* Explore the material:
(A) Decide whether each statement agrees with the supplier risk article. For each, answer yes or no and quote the exact words from the article that settle it. (i) The article names companies relying heavily on inputs from China and other parts of the world as the most vulnerable. (ii) The article says many organizations apply extensive analytics to identify supplier risk. (iii) The article lists eight facets that every retailer must pressure test.
(B) According to the supplier risk article, which of the eight facets is the most problematic area?
(C) Carry the supplier risk article forward, starting after its last sentence.

• Anand Rao

Supplier Risk is the Weakest Link in Supply Chain for Most Companies

Supplier risk is a misnomer because for most companies it’s too late to mitigate.

There have been numerous reports lately about the impact of Covid-19 on the global food supply chain. Food availability and pricing seem to be largely driven by a combination of logistical bottlenecks, countries restricting exports, and panic buying — not just the latter. The most vulnerable companies are those that rely heavily on input and materials from China and other parts of the world. But these impacts affect almost every retailer, not just food and grocery retailing. The silver lining of the Covid-19 pandemic for retailers is it provides a valuable opportunity to evaluate and remedy the weak links within their supply chains. There are eight facets that every retailer must pressure test: 1. Customer demand: consumption patterns and preferences by market and segment 2. Merchandising and pricing: products, pricing, and profitability 3. Supplier risk: sourcing options, volume risk, and best price and quality 4. Inbound transportation: shipping status, location tracking, and customs management 5. Inventory management: hub and spoke stocking, SKU by DC, and returns and damages 6. Warehouse management: resource management, and automation and robotics 7. Order management: customer visibility to quantity and availability 8. Shipment: loading and bundling, driver assignment, and dynamic routing

Based on each retailer’s needs, some of these eight facets will stand out more than others in terms of maturity and importance. However, the most problematic area is supplier risk, particularly with overseas suppliers. Supplier risk is a misnomer because for most companies it’s too late to mitigate. Most businesses use a plethora of suppliers — especially in Asia — so, how do we know who’s at risk based on their own supply logistics challenges, geopolitical climate, and changes in trade winds? Many organizations have applied few if any analytics to aid supplier risk identification and business impact assessment. So, there is little to no proactive risk mitigation, leaving companies vulnerable and forced to reactively deal with supply interruptions. Build capabilities in three areas to turn competitors’ risk into opportunity. A crisis often presents great opportunities to make adjustments that have long-term business implications. Sometimes these adjustments are necessary for immediate survival. Other times, they’re just smart business moves. Consider these three: 1. Identify supply threats. In addition to third party data and analytics tools, there is specialized software that can scan news and media sites, third party and government databases, and competitor sites in real time to gather data points on supply risk. Advanced analytics and machine learning algorithms can be applied to weed out noise and amplify weak signals to highlight risk to your supply chain. Software platforms can map your supply chain network and help visualize potential threats.

* Data to examine:
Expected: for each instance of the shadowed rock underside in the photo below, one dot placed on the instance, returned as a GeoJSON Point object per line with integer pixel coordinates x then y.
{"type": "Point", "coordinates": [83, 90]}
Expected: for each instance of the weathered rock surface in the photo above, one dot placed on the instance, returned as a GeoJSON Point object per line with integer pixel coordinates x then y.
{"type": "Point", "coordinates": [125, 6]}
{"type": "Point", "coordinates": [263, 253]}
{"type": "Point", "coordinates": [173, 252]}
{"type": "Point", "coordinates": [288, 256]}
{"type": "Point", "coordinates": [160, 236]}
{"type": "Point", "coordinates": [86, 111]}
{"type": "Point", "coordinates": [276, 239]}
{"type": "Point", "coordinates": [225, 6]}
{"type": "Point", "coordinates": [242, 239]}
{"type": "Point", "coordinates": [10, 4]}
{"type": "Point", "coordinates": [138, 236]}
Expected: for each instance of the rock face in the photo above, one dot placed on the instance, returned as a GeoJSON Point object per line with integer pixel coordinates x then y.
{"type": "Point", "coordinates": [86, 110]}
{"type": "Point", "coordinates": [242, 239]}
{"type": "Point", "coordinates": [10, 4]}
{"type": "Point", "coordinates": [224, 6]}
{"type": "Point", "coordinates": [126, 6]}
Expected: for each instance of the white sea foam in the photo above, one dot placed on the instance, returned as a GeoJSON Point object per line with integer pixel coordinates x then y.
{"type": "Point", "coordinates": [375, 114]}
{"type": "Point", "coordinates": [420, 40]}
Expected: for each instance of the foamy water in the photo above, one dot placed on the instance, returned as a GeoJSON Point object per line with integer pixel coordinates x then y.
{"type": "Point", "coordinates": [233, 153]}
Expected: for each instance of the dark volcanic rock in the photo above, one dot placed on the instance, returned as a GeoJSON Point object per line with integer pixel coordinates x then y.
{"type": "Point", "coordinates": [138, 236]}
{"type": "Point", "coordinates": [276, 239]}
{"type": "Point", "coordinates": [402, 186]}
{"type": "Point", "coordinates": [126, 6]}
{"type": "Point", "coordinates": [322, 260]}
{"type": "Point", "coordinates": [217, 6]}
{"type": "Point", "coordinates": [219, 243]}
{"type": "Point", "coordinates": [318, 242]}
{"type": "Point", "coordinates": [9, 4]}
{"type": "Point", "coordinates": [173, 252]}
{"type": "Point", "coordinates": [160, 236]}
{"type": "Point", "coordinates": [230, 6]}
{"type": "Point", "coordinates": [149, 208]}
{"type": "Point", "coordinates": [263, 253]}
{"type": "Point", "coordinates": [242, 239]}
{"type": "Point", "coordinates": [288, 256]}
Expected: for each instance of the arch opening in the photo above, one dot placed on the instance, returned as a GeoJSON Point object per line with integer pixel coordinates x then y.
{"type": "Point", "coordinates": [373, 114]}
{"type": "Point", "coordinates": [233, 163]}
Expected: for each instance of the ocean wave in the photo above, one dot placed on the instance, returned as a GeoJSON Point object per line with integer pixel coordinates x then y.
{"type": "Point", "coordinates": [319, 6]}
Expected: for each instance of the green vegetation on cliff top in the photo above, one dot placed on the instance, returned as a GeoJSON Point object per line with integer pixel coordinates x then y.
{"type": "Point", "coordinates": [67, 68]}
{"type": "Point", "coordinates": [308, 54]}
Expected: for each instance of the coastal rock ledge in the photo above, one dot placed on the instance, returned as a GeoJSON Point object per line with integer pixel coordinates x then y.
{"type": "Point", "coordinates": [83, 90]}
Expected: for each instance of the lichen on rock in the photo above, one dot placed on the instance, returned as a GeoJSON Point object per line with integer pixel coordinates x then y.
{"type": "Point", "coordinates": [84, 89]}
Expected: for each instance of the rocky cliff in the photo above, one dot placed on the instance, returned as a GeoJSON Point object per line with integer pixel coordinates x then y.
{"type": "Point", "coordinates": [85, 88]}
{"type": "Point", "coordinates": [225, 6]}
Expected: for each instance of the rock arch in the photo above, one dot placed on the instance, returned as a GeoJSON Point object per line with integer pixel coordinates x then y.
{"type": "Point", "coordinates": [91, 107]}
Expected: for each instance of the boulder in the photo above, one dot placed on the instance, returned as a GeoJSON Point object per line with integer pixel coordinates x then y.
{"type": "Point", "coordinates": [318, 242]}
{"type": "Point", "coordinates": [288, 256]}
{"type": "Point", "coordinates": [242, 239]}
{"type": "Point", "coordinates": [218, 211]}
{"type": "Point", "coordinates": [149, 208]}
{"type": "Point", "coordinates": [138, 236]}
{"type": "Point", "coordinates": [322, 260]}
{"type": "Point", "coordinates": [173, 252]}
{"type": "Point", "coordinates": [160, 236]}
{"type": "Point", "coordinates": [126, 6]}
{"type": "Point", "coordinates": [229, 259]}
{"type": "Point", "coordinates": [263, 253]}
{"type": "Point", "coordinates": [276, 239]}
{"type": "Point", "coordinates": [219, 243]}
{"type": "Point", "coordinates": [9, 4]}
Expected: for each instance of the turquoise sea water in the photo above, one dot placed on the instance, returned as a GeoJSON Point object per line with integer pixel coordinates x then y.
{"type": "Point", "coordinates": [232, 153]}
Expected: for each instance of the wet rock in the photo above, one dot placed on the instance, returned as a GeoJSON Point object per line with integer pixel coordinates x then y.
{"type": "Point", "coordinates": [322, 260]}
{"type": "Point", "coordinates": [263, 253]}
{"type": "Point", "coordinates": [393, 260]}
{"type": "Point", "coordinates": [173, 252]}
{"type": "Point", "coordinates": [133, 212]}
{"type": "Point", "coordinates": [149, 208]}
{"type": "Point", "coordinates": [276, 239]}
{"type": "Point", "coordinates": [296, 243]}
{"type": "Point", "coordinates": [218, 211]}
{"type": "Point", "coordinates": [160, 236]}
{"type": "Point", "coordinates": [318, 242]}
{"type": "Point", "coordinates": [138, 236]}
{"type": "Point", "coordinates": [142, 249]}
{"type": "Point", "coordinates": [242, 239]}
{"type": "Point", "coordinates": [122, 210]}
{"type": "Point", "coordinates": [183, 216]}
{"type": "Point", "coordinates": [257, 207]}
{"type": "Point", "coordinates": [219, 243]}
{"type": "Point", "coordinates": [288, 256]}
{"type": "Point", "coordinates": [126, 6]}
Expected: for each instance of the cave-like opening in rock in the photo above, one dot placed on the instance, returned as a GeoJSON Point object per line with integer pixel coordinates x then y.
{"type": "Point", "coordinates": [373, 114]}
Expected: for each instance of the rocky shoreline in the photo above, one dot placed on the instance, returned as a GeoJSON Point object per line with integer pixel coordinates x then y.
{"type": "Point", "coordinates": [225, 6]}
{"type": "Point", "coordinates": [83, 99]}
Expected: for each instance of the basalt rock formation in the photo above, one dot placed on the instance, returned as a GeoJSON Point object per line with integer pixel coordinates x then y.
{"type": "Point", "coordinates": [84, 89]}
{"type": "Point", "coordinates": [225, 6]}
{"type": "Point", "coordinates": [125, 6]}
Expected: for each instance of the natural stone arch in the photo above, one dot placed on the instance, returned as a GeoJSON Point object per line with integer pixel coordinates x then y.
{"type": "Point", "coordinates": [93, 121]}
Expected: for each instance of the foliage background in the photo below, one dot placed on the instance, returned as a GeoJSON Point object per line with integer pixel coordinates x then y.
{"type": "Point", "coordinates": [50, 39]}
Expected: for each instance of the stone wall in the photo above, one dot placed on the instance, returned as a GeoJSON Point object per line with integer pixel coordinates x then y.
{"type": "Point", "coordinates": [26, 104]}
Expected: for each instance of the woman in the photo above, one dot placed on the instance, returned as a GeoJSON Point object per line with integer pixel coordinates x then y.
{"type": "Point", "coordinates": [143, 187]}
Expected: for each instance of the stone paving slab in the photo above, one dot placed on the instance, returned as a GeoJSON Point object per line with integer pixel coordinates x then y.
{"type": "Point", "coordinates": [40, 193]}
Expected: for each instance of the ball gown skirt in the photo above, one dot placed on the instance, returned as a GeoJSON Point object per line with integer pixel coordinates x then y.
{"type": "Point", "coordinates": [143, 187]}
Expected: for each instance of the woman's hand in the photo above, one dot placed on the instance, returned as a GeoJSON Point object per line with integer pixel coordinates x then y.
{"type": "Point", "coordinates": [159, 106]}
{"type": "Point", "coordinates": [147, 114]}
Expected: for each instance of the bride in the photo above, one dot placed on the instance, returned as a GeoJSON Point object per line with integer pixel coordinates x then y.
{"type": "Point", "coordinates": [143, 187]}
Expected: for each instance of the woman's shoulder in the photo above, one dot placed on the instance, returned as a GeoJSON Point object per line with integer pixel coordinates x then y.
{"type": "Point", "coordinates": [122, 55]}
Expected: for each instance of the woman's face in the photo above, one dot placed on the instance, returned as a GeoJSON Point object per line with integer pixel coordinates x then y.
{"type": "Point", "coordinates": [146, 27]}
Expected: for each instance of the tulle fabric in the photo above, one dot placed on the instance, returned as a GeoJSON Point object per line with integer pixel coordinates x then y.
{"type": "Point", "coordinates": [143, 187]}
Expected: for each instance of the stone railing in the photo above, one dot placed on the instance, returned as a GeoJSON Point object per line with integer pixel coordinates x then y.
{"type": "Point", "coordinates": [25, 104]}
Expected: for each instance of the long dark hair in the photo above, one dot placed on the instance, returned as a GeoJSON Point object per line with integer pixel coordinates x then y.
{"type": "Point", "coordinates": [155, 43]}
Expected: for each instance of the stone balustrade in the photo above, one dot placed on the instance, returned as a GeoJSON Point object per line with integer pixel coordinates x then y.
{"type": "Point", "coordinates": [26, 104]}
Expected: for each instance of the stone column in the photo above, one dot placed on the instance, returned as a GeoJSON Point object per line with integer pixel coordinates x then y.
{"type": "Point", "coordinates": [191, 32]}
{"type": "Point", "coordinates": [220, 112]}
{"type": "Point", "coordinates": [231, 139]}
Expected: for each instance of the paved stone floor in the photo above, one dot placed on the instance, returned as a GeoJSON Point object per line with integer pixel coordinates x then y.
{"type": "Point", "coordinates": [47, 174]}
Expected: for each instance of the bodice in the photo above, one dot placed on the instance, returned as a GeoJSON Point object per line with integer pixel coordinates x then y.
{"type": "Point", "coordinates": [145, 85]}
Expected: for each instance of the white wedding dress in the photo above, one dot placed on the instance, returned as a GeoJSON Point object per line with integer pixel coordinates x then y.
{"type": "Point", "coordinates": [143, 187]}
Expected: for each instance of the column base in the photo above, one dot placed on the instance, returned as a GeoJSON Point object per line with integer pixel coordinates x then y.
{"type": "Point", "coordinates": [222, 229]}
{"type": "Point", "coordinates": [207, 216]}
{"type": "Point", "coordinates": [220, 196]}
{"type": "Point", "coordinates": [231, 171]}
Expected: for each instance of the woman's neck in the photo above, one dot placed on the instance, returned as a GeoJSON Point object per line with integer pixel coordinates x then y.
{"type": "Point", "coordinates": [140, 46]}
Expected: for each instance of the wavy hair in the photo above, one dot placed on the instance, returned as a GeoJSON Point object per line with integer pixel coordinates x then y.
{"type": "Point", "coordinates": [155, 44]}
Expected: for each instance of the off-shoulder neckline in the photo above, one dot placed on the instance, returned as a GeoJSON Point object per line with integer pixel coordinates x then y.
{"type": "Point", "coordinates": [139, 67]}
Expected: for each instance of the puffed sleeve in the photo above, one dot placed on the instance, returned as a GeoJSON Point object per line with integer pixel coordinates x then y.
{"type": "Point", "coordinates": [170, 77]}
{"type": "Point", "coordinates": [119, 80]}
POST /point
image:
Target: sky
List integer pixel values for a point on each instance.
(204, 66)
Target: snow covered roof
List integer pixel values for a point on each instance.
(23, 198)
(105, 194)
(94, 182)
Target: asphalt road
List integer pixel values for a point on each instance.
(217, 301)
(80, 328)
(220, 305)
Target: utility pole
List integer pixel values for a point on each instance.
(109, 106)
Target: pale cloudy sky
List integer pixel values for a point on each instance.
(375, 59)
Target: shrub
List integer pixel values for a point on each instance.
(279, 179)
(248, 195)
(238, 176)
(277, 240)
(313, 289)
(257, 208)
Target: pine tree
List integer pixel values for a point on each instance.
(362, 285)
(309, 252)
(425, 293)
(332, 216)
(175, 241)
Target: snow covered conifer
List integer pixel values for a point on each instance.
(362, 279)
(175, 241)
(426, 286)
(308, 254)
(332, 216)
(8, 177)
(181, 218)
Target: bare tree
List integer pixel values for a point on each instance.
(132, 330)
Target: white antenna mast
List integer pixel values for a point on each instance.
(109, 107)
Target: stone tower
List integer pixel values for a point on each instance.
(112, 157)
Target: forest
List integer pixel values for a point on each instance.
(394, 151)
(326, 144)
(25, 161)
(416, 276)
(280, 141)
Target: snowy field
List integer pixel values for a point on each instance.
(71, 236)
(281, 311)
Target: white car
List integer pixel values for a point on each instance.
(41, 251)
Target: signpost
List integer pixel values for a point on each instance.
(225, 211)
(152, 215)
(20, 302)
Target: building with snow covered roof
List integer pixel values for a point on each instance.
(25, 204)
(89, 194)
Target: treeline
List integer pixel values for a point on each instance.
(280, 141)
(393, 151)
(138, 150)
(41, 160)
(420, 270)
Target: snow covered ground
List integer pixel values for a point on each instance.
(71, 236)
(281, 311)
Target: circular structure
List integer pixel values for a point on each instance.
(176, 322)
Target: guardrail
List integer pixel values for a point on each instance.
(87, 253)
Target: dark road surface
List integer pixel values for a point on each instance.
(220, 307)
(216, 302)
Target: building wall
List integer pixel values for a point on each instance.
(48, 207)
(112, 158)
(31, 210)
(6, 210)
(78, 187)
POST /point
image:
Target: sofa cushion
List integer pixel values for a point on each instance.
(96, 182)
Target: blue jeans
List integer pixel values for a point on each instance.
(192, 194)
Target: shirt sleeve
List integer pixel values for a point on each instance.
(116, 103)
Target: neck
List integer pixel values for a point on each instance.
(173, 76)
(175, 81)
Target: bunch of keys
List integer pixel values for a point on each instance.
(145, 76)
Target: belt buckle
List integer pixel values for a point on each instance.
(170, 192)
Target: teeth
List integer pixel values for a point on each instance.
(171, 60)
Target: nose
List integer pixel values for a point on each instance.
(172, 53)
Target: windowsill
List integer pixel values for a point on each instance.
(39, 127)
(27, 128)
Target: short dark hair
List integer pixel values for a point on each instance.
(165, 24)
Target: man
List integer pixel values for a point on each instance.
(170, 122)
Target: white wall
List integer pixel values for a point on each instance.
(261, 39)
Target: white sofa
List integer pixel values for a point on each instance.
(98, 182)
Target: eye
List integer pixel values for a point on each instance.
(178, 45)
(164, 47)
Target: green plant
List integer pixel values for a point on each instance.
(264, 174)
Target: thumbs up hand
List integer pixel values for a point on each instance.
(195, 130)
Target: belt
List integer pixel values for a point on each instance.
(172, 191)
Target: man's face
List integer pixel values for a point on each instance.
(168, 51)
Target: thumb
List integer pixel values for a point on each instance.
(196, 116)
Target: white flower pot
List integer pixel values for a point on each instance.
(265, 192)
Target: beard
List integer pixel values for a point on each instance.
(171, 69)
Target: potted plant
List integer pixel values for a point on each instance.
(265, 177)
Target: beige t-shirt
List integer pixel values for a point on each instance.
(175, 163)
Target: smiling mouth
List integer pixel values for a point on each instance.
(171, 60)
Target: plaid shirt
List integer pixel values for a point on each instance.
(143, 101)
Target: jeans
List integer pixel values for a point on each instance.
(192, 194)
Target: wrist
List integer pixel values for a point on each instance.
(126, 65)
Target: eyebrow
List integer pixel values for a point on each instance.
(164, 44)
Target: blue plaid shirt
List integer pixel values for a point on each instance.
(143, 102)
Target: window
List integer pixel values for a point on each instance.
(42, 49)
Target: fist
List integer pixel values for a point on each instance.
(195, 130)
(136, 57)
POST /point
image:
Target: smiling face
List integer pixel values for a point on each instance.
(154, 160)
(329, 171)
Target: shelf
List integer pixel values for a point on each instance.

* Results in order:
(A)
(i) Yes: "The most vulnerable companies are those that rely heavily on input and materials from China and other parts of the world."
(ii) No: "Many organizations have applied few if any analytics to aid supplier risk identification and business impact assessment."
(iii) Yes: "There are eight facets that every retailer must pressure test"

(B) Supplier risk, particularly with overseas suppliers.

(C)
2. Evaluate business impacts. Not all threats require a DEFCON 3 response as companies may have a surplus supply of materials in storage, sufficient unsold inventory, or maybe the greatest impact is to a specific product set that makes up a small portion of revenues. However, it is important to understand the resilience of the product set to the risk. Whether an organization is using sophisticated software or a spreadsheet, an analyst needs to evaluate the impact quickly and with a high level of confidence.

3. Empower action teams to mitigate the risk. It’s often too late to start planning mitigation when the risk is confirmed. Therefore, create action teams in advance. These teams should be a cross-functional group of managers from operations, marketing, merchandising, sales, pricing, etc. They should meet at least monthly to review supply threats and business impacts, create probability scenarios, and identify specific actions to take if/when certain scenarios manifest. Despite the complexity of supply networks, taking action can be built into the organization’s DNA.

Digitizing supply chain management should be one of retailers highest priorities. Clearly, the majority of the areas within supplier risk require digitization. But frankly, all of supply chain management in general requires digitization. Customer demand requires third-party data, advanced analytics, and visualization — as does merchandising and pricing. Management of transportation, inventory and warehouses requires sophisticated platforms that securely share data and work seamlessly together. Smaller retailers often outsource warehouse and transportation. Before these organizations can invest to make sweeping changes across their supply chain management practices, they have to get their own houses in order internally. For companies that are heavily reliant on suppliers, I recommend building capabilities around supplier management. That means building the right platforms, systems, analytics to go from looking backwards, to being more predictive and looking forward. These capabilities can then be repurposed across other facets of supply chain management.